Set down exactly the lines that run from the line with "of the traditional" to the end of the data, and nothing else.

RECORDS SUPPLIED ::
============================================================
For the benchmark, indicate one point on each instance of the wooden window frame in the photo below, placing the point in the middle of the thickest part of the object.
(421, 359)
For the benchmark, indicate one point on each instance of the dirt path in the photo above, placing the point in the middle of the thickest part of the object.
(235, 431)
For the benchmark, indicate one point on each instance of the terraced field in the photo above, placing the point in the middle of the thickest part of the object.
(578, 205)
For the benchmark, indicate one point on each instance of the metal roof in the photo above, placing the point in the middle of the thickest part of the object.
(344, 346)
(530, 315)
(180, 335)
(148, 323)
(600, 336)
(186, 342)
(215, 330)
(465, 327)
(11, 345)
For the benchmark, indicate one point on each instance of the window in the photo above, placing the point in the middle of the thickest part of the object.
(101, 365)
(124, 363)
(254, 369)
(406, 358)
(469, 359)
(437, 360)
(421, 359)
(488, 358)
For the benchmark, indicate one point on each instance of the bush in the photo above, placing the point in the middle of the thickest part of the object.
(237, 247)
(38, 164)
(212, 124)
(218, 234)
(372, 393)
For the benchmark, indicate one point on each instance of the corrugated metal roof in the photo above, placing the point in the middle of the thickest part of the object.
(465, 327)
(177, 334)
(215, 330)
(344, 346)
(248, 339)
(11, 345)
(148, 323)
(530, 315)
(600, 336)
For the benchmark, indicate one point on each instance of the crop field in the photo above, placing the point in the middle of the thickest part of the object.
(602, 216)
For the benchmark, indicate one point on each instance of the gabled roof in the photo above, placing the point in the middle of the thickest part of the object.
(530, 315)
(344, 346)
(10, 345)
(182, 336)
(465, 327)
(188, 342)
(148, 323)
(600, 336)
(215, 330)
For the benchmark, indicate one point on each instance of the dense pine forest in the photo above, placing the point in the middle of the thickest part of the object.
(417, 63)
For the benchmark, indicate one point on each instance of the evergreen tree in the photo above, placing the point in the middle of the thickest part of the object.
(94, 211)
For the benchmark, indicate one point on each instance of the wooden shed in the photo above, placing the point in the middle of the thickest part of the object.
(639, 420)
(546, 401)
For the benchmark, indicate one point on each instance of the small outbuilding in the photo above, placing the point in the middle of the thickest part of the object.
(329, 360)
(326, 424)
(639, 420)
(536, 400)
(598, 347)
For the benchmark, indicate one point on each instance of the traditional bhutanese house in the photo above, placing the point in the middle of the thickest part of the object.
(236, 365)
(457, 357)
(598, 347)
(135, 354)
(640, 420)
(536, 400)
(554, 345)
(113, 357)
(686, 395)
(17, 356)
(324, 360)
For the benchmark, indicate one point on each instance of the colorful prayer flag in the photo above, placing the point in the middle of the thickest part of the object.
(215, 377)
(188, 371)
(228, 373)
============================================================
REPLY ::
For the benchmark, indicate one point on each instance of the traditional bhutanese house in the photo above, placing the point in the middle of the thickest part of the object.
(236, 365)
(457, 357)
(598, 347)
(135, 354)
(640, 420)
(536, 400)
(554, 345)
(113, 357)
(686, 395)
(17, 356)
(324, 360)
For the benchmark, indicate one point on each instance of the colorful prayer flag in the photo above, placing the point in the middle of the thickest part of the object.
(215, 377)
(188, 371)
(228, 373)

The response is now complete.